AUFGABE IM DETAIL
Bitte schreiben Sie die folgende Forumsdiskussion über das Anzeigen von Weiterschaltbedingungen vollständig und unverändert ab.

SEITE
☆ ☆ ☆ ☆ ☆
# Weiterschaltbedingungen und Befehle anzeigen



## Ricko (2 Dezember 2009)

Hallo SPS'ler

ich möchte am Multipanel die Befehle die im aktuellen Schritt (Nr.)ausgegeben werden, anzeigen.
Gleichzeitig die Weiterschaltbedingungen, die für den nächsten Schritt    (Nr.+1)  gelten (meistens (70%) sind das Rückmeldungen des akt.Schrittes).
Schrittkette (im FUP) läuft und das Bild im WinCC flexible ist auch fertig.
Es ist eine lineare S.kette mit 10 Schritten. Damit die Kette nicht so schnell schaltet, gibt es 2s Verzögerung für den nächsten Schritt.
Das Ganze ist als Hilfe für den Bediener gedacht.

Nun aber eine Frage - sollte ich lieber die Weiterschaltbedingungen des aktuellen Schrittes anzeigen ?
- die sind aber erfüllt und Befehle ausgegeben !


----------



## Bär1971 (19 Dezember 2009)

hallo,

ich habe im Panel immer ein Ausgabefeld projektiert, dem eine Textlixte hinterlegt ist. Je nach Wert der zugehörigen Variable erscheint die entsprechende Textzeile.
In einem eigenen FC übergebe ich der Variable nur noch den aktuell gewollten Wert (z.Bsp. Schritt 5 schreibt eine 5 in die Variable und im Panel wird dann die Zeile 5 ausgegeben). 
So "sage" ich dem Bediener was er zu tun hat, bzw gebe zusätzliche Infos aus. (Nicht zu Allem eignet sich die Funktion Störmeldung oder Betriebsmeldung in den Panels)
☆ ☆ ☆ ☆ ☆
Quelldatensätze
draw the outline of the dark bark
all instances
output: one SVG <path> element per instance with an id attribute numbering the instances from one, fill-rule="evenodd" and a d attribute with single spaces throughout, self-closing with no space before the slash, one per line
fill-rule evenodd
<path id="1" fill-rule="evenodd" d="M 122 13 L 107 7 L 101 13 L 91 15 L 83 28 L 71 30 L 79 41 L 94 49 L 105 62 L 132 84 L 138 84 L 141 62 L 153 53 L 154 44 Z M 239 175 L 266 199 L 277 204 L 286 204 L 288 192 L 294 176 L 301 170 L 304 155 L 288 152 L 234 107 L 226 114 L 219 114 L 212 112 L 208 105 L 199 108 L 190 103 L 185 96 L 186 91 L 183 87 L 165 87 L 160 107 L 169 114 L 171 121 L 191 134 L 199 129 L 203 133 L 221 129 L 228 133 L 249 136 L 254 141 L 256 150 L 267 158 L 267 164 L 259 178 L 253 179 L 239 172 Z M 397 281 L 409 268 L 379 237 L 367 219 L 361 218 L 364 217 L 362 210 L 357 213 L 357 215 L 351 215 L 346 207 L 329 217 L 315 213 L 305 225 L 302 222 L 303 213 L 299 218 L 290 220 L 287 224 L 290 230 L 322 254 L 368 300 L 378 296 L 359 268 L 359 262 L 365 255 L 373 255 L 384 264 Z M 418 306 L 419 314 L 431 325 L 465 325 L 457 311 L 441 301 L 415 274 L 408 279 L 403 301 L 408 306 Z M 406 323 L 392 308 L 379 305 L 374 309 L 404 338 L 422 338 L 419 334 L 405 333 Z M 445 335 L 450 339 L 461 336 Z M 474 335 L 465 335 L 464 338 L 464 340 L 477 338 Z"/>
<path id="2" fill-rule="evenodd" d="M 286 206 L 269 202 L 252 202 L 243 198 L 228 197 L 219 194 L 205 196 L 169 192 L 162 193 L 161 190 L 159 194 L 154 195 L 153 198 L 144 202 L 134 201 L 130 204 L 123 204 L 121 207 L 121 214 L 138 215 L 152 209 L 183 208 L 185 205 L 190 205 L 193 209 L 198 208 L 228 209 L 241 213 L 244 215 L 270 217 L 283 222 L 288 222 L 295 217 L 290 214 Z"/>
☆ ☆ ☆ ☆ ☆
ERLEDIGTE AUFGABE
# Weiterschaltbedingungen und Befehle anzeigen



## Ricko (2 Dezember 2009)

Hallo SPS'ler

ich möchte am Multipanel die Befehle die im aktuellen Schritt (Nr.)ausgegeben werden, anzeigen.
Gleichzeitig die Weiterschaltbedingungen, die für den nächsten Schritt    (Nr.+1)  gelten (meistens (70%) sind das Rückmeldungen des akt.Schrittes).
Schrittkette (im FUP) läuft und das Bild im WinCC flexible ist auch fertig.
Es ist eine lineare S.kette mit 10 Schritten. Damit die Kette nicht so schnell schaltet, gibt es 2s Verzögerung für den nächsten Schritt.
Das Ganze ist als Hilfe für den Bediener gedacht.

Nun aber eine Frage - sollte ich lieber die Weiterschaltbedingungen des aktuellen Schrittes anzeigen ?
- die sind aber erfüllt und Befehle ausgegeben !


----------



## Bär1971 (19 Dezember 2009)

hallo,

ich habe im Panel immer ein Ausgabefeld projektiert, dem eine Textlixte hinterlegt ist. Je nach Wert der zugehörigen Variable erscheint die entsprechende Textzeile.
In einem eigenen FC übergebe ich der Variable nur noch den aktuell gewollten Wert (z.Bsp. Schritt 5 schreibt eine 5 in die Variable und im Panel wird dann die Zeile 5 ausgegeben). 
So "sage" ich dem Bediener was er zu tun hat, bzw gebe zusätzliche Infos aus. (Nicht zu Allem eignet sich die Funktion Störmeldung oder Betriebsmeldung in den Panels)